┌─ 阅读材料
C++读取大文件三种方法速度比较

测试说明

测试文件：100万行，每一行是两个小数，中间用逗号隔开，读取时每一行的第一个数作为x，第二个数作为y组成两个vector数组。

在这里插入图片描述

第一种方法：按块读，一次读8kb

// 按块大小读取
const size_t BUFFER_SIZE = 20480;  // 8KB 缓冲区大小

std::vector<double> x_large;
std::vector<double> y_large;

void readLargeFile(const std::string& filePath) 
{
    std::ifstream file(filePath, std::ios::binary);

    if (!file)
    {
        std::cerr << "Failed to open file" << std::endl;
        return;
    }

    std::string line;
    std::vector<char> buffer(BUFFER_SIZE);
    while (file.read(buffer.data(), BUFFER_SIZE)) 
    {
        // 在这里处理读取到的缓冲区数据
        for (char c : buffer) 
        {
            if (c == ',')
            {
                x_large.emplace_back(std::stod(line));
                line.clear();
            }
            else if (c == '\n')
            {
                y_large.emplace_back(std::stod(line));
                line.clear();
            }
            else
                line += c;
        }
    }

    // 处理最后不足 BUFFER_SIZE 的部分
    size_t remaining = file.gcount();
    for (size_t i = 0; i < remaining; ++i) 
    {
        if (buffer[i] == ',')
        {
            x_large.emplace_back(std::stod(line));
            line.clear();
        }
        else if (buffer[i] == '\n')
        {
            y_large.emplace_back(std::stod(line));
            line.clear();
        }
        else
            line += buffer[i];
    }

    if (!line.empty())
        std::cout << line << std::endl;

    file.close();
}

测试，这种方法大概需要1800ms左右时间

// 记录开始时间
clock_t start = clock();

readLargeFile("output.txt");    // 1835 1839 1810 1765 1871

// 记录结束时间
clock_t end = clock();

// 计算时间差并转换为毫秒
double elapsedTime = (double)(end - start) * 1000.0 / CLOCKS_PER_SEC;

std::cout << "Function execution time: " << elapsedTime << " milliseconds" << std::endl;

第二种方法：按行读，一次读一行

// 按行读
std::vector<double> x_normal;
std::vector<double> y_normal;
void ReadFileNormal(const std::string& filePath)
└─
┌─ 提供的记录
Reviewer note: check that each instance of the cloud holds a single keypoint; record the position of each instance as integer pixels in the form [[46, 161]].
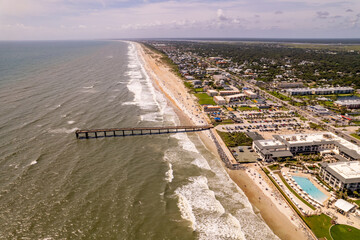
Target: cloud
[[177, 18], [322, 14], [221, 16]]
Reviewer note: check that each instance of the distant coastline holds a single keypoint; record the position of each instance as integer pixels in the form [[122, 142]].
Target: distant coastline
[[322, 41]]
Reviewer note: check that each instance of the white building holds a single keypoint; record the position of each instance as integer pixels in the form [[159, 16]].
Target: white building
[[235, 98], [212, 92], [320, 110], [250, 94], [342, 175], [219, 100], [353, 104], [344, 207], [283, 146], [319, 91], [227, 93]]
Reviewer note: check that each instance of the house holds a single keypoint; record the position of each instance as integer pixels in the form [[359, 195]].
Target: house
[[219, 100], [250, 94], [210, 108], [235, 98], [212, 92]]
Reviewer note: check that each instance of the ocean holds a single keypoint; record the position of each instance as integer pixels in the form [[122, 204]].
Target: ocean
[[54, 186]]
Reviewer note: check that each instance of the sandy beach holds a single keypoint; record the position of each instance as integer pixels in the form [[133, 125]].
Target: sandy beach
[[279, 217]]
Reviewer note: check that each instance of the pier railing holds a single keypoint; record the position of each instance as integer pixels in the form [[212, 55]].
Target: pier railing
[[122, 132]]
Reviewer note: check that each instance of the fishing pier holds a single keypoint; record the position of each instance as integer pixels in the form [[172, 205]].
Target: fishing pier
[[122, 132]]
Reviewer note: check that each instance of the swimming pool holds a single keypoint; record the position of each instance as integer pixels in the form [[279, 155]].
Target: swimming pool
[[310, 188]]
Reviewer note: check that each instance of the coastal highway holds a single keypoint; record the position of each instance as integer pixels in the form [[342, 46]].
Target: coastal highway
[[307, 114]]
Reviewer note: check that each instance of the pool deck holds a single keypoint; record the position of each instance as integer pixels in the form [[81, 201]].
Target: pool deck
[[317, 185], [351, 220]]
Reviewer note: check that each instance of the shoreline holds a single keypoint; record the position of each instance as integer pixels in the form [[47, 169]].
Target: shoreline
[[188, 111]]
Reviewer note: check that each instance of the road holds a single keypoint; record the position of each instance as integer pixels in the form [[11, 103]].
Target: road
[[307, 114]]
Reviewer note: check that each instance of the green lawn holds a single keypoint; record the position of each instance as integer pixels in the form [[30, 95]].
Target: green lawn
[[247, 108], [235, 139], [205, 99], [320, 225], [280, 96], [344, 232]]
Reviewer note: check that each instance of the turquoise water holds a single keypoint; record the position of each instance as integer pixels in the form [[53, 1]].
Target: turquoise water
[[54, 186], [310, 188]]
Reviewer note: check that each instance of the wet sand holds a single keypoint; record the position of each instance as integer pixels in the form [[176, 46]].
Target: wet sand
[[188, 111]]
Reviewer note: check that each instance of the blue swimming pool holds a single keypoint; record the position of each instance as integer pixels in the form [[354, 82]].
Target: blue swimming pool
[[310, 188]]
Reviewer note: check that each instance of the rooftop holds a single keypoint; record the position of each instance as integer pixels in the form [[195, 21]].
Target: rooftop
[[347, 170]]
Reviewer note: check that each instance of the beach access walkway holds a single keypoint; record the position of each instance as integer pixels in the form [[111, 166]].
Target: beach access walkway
[[122, 132]]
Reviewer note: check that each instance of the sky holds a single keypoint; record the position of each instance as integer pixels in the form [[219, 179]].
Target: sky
[[104, 19]]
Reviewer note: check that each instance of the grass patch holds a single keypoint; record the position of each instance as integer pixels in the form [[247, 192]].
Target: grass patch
[[316, 126], [320, 225], [274, 167], [280, 96], [355, 135], [295, 193], [235, 139], [356, 122], [247, 108], [205, 99], [345, 232]]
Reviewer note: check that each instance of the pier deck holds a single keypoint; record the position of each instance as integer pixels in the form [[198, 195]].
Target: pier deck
[[119, 132]]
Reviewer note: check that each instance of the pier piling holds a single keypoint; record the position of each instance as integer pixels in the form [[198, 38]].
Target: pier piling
[[93, 133]]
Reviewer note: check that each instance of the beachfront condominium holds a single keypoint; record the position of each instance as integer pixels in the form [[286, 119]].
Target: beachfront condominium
[[284, 146], [319, 91], [342, 175]]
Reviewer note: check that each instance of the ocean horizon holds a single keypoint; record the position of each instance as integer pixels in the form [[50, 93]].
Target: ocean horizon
[[53, 185]]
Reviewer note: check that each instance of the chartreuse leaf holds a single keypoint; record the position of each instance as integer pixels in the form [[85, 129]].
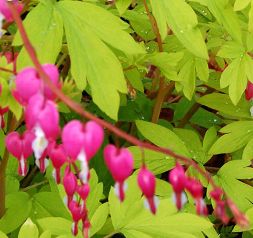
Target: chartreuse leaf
[[160, 15], [158, 163], [248, 151], [28, 229], [225, 16], [122, 5], [45, 36], [104, 74], [162, 136], [44, 205], [46, 234], [183, 21], [235, 76], [131, 217], [167, 63], [241, 4], [18, 206], [99, 218], [229, 177], [237, 135], [2, 235], [223, 104]]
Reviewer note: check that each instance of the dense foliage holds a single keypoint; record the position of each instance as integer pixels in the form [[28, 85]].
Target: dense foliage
[[177, 74]]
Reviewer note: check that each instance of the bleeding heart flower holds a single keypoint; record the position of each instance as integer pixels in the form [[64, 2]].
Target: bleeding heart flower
[[76, 212], [177, 179], [58, 158], [21, 148], [69, 183], [5, 11], [147, 183], [120, 163], [22, 93], [196, 190], [82, 141]]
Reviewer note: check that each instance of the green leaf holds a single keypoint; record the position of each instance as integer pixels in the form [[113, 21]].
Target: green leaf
[[227, 17], [202, 69], [57, 226], [187, 77], [99, 218], [235, 76], [18, 206], [2, 235], [104, 74], [249, 215], [167, 63], [231, 49], [122, 5], [241, 4], [237, 135], [162, 136], [46, 234], [44, 205], [158, 163], [192, 141], [160, 15], [45, 35], [229, 177], [28, 229], [223, 104], [183, 22], [248, 151]]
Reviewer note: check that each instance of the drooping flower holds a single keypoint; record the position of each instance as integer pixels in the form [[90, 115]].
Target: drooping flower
[[82, 140], [196, 190], [177, 179], [119, 161], [58, 157], [147, 184], [2, 112], [69, 183], [29, 76], [21, 148], [41, 115]]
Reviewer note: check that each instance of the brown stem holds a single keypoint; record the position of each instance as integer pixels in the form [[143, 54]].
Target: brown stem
[[78, 108], [11, 126]]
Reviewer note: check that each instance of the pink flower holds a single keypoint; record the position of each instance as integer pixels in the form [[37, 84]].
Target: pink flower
[[249, 91], [69, 183], [58, 158], [146, 182], [2, 112], [177, 179], [29, 76], [196, 190], [21, 148], [80, 138], [5, 11], [120, 163]]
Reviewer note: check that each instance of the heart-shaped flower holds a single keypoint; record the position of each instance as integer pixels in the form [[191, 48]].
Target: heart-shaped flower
[[147, 184], [120, 163], [82, 141], [21, 148]]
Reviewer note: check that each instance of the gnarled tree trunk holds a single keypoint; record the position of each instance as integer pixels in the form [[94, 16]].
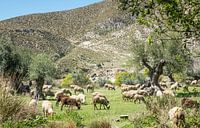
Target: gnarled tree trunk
[[155, 72], [38, 89]]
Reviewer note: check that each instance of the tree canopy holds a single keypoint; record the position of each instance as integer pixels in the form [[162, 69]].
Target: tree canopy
[[182, 16]]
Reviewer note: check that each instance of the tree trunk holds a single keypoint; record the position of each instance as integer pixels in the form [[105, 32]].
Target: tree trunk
[[157, 73], [171, 77], [39, 86]]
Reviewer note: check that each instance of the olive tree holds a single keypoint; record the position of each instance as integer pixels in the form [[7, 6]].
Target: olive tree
[[14, 62], [40, 68], [161, 58]]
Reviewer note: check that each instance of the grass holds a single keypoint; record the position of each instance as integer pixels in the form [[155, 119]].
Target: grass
[[88, 114], [118, 107]]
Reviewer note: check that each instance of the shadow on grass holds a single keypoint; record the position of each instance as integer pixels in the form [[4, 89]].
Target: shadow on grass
[[188, 94]]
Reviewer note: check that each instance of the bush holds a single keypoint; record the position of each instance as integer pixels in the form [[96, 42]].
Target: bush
[[10, 106], [68, 80], [101, 82], [128, 78], [100, 124], [80, 78]]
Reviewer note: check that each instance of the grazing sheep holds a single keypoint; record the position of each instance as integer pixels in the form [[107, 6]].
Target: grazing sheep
[[62, 92], [90, 87], [177, 115], [78, 89], [48, 92], [33, 103], [169, 92], [97, 99], [111, 87], [175, 86], [194, 82], [142, 92], [79, 98], [47, 86], [159, 93], [70, 102], [128, 95], [189, 103], [138, 98], [73, 86], [47, 108]]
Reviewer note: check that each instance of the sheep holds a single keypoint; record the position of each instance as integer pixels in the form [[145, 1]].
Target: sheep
[[73, 86], [189, 103], [194, 82], [100, 100], [78, 89], [90, 87], [79, 98], [175, 86], [177, 115], [99, 94], [142, 92], [33, 103], [128, 95], [169, 92], [111, 87], [69, 101], [47, 86], [47, 108], [62, 92], [139, 98], [48, 92]]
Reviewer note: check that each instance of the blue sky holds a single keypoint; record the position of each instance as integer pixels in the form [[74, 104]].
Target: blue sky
[[13, 8]]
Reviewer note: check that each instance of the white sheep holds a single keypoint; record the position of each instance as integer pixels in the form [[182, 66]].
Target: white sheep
[[177, 116], [47, 108], [175, 86]]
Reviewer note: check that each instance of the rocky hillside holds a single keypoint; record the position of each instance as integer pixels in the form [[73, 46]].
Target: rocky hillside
[[86, 36]]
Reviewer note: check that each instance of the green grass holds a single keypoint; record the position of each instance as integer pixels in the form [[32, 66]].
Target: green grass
[[87, 112], [118, 107]]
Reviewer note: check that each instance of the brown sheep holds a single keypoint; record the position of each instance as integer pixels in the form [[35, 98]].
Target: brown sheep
[[90, 87], [78, 89], [177, 115], [100, 100], [189, 103], [69, 101], [138, 98], [47, 108], [111, 87]]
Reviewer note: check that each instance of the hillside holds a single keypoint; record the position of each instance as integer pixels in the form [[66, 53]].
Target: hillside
[[99, 32]]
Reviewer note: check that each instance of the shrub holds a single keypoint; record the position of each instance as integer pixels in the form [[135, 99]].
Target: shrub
[[68, 80], [101, 82], [128, 78], [10, 106], [100, 124], [75, 117], [80, 78]]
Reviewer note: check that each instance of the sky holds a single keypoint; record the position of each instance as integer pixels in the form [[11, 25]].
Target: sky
[[13, 8]]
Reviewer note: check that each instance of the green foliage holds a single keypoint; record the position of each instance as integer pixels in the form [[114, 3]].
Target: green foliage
[[173, 15], [41, 67], [38, 121], [145, 121], [175, 55], [128, 78], [75, 117], [68, 80], [10, 106], [80, 78], [100, 124], [101, 82]]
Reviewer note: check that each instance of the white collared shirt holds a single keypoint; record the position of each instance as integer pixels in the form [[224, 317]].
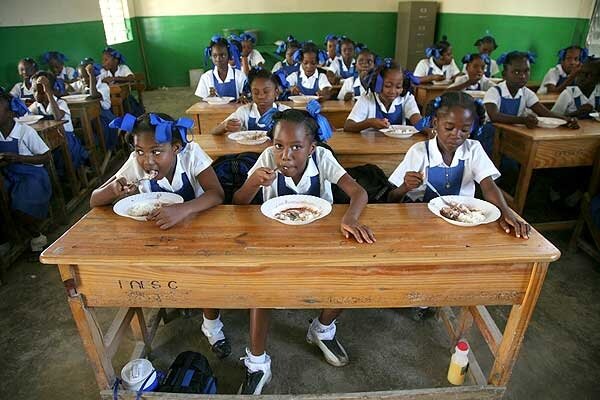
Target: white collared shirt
[[349, 85], [39, 109], [122, 71], [328, 169], [566, 101], [243, 113], [552, 77], [477, 167], [206, 81], [308, 81], [365, 107], [484, 82], [422, 68], [192, 160], [30, 143], [102, 88], [528, 98]]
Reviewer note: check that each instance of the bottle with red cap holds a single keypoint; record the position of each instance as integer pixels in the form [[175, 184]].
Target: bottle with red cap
[[459, 363]]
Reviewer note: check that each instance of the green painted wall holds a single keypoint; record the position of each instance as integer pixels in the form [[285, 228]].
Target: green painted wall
[[173, 45], [75, 40], [543, 36]]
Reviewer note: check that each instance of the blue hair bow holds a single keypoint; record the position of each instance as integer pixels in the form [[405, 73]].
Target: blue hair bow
[[314, 109], [116, 54], [49, 55], [125, 123], [164, 129], [433, 52], [18, 107]]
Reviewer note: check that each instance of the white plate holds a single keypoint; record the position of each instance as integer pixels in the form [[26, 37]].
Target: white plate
[[546, 122], [122, 207], [244, 137], [302, 99], [278, 204], [399, 131], [75, 97], [491, 212], [218, 100], [29, 119]]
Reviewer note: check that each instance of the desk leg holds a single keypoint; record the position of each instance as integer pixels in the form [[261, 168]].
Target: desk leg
[[515, 328]]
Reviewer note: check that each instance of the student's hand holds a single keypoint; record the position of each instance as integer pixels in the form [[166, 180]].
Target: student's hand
[[379, 123], [509, 220], [361, 233], [413, 179], [530, 121], [233, 125], [263, 177], [168, 215]]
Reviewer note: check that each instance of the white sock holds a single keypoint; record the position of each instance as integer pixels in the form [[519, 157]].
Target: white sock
[[213, 329]]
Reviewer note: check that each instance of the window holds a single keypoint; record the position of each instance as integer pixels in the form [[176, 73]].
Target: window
[[115, 18]]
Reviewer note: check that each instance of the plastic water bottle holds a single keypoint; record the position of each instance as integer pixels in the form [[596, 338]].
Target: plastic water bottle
[[459, 364]]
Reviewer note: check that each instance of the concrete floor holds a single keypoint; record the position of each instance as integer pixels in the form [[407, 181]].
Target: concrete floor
[[42, 356]]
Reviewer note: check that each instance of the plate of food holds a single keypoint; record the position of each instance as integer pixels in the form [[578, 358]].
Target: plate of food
[[399, 131], [249, 137], [218, 100], [29, 119], [296, 209], [464, 211], [547, 122], [75, 97], [139, 206], [303, 99]]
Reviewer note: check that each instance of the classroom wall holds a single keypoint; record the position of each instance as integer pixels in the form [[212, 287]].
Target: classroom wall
[[174, 33]]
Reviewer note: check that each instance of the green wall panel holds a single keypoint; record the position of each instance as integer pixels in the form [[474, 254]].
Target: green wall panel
[[75, 40]]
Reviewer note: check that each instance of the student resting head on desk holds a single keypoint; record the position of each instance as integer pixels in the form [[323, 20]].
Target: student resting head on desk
[[258, 114], [26, 181], [165, 161], [295, 164]]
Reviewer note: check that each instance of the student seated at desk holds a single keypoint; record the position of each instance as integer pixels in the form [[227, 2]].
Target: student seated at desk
[[26, 67], [387, 103], [309, 80], [563, 74], [583, 97], [258, 114], [51, 107], [163, 152], [22, 153], [88, 84], [223, 80], [287, 48], [439, 64], [358, 85], [296, 165], [475, 79]]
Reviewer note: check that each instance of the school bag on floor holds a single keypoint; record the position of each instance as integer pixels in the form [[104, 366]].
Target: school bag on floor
[[190, 373]]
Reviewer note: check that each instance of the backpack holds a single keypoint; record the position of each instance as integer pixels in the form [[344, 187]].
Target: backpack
[[232, 171], [371, 178], [190, 373]]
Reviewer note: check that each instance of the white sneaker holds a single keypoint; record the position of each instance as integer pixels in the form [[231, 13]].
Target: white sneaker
[[38, 243], [332, 349], [257, 375]]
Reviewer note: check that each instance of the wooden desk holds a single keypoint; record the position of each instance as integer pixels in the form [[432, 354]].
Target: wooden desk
[[351, 149], [88, 113], [207, 116], [540, 148], [231, 257]]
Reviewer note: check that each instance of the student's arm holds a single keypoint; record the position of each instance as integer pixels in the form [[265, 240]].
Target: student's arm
[[509, 219], [167, 216], [358, 201]]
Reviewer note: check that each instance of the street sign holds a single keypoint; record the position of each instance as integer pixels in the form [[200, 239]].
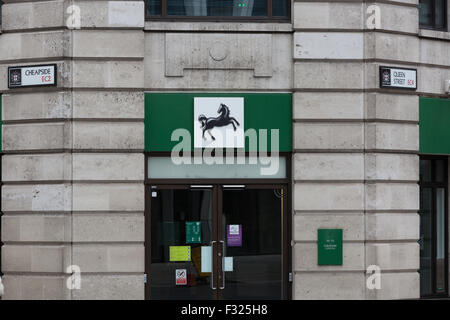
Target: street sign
[[32, 76], [398, 78]]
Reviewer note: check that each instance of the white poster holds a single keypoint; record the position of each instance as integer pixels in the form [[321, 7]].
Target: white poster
[[219, 123]]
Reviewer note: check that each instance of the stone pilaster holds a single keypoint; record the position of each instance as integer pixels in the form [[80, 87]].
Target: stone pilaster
[[73, 168], [356, 163]]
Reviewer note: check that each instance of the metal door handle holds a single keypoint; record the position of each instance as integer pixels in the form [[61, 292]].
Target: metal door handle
[[223, 269], [212, 266]]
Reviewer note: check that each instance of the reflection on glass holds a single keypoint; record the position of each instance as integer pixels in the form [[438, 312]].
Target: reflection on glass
[[439, 13], [217, 8], [425, 170], [171, 214], [257, 262], [440, 240], [425, 12], [279, 8], [153, 7], [426, 241], [440, 170]]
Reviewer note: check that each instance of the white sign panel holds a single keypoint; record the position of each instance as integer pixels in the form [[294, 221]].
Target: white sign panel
[[43, 75], [398, 78], [219, 123]]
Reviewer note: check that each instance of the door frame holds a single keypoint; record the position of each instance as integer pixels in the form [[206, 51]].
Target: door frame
[[217, 184], [433, 185]]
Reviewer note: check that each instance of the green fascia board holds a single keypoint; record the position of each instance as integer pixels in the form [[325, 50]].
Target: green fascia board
[[165, 112], [434, 125]]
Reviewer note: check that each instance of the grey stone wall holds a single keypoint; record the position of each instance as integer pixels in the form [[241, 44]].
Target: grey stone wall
[[355, 163], [73, 163], [73, 167]]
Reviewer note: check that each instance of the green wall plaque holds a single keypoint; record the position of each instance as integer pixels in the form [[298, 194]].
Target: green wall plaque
[[434, 125], [329, 247], [165, 112]]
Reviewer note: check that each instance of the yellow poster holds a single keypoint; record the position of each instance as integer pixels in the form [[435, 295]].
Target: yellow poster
[[179, 253]]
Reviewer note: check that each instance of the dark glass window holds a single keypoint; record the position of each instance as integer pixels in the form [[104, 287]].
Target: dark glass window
[[433, 226], [235, 9], [433, 14], [1, 3]]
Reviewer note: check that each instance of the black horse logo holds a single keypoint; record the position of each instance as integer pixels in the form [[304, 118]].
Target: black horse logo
[[222, 120]]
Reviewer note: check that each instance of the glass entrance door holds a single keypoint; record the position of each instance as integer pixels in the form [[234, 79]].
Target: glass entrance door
[[215, 242], [433, 227], [251, 229]]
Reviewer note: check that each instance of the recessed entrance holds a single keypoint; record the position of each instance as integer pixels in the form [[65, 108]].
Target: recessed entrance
[[217, 241]]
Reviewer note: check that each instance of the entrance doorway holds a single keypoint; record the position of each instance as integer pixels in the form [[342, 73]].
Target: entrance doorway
[[433, 226], [217, 242]]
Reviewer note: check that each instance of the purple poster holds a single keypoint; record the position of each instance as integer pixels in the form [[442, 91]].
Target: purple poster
[[234, 235]]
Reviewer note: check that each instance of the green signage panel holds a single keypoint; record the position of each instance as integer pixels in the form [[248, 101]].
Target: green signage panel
[[193, 232], [166, 112], [434, 125], [329, 247]]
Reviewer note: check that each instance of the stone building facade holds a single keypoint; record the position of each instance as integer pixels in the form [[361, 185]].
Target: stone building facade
[[74, 155]]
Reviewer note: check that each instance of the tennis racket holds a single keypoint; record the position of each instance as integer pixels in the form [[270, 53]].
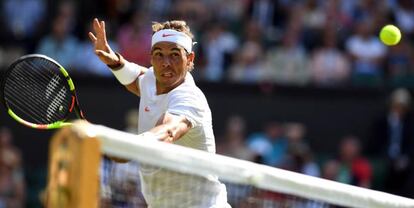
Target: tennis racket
[[38, 92]]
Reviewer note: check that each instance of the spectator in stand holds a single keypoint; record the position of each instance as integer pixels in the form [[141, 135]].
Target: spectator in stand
[[367, 54], [354, 169], [299, 157], [60, 44], [134, 39], [269, 146], [21, 21], [218, 46], [314, 20], [393, 141], [86, 61], [232, 143], [287, 64], [12, 182], [248, 66], [329, 65], [399, 63]]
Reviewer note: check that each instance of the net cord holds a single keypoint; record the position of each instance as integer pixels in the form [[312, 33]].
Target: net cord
[[192, 161]]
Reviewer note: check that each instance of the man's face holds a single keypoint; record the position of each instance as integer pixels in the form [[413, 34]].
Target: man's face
[[171, 63]]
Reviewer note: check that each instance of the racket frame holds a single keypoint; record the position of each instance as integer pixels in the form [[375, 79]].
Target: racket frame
[[74, 106]]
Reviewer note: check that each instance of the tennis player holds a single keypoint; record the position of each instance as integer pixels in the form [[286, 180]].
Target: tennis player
[[172, 109]]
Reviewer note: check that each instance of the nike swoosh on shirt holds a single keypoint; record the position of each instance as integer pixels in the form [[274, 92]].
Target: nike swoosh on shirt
[[167, 35]]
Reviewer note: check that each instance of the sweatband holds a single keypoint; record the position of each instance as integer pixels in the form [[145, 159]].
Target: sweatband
[[128, 73], [169, 35]]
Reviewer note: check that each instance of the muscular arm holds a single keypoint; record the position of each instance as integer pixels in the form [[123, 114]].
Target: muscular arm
[[107, 55], [170, 128]]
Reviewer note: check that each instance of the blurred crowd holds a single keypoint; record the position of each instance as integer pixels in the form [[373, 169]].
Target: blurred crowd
[[383, 161], [286, 42]]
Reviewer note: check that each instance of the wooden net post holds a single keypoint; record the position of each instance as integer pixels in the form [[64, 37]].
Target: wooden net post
[[73, 174]]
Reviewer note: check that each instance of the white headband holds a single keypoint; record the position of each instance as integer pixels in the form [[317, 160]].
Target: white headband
[[174, 36]]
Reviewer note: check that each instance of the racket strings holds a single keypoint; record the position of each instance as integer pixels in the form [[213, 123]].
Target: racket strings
[[37, 89], [39, 106], [20, 102]]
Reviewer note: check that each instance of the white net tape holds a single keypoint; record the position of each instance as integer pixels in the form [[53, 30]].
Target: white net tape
[[243, 179]]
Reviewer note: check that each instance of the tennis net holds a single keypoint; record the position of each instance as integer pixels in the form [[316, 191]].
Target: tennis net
[[80, 176]]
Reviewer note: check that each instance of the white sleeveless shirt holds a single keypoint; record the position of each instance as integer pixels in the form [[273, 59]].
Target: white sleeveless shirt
[[164, 188]]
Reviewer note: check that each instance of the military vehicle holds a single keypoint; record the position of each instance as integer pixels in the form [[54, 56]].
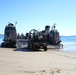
└─
#### 任务简述 1:
将阅读材料中从“void readLargeFile(const std::string&”到“while (file.read(buffer.data(), BUFFER_SIZE))”的内容原样抄录下来。
#### 任务简述 2:
判断下列关于阅读材料的说法是否符合原文，逐条答“是”或“否”，并原文引用起决定作用的字句：(a) 测试文件共100万行，每行两个小数，用逗号分隔；(b) 第一种方法是按行读取，一次读一行；(c) 第一种方法耗时约1800ms。

#### 任务解答 1:
void readLargeFile(const std::string& filePath) 
{
    std::ifstream file(filePath, std::ios::binary);

    if (!file)
    {
        std::cerr << "Failed to open file" << std::endl;
        return;
    }

    std::string line;
    std::vector<char> buffer(BUFFER_SIZE);
    while (file.read(buffer.data(), BUFFER_SIZE))

#### 任务解答 2:
(a) 是。“测试文件：100万行，每一行是两个小数，中间用逗号隔开”
(b) 否。“第一种方法：按块读，一次读8kb”
(c) 是。“这种方法大概需要1800ms左右时间”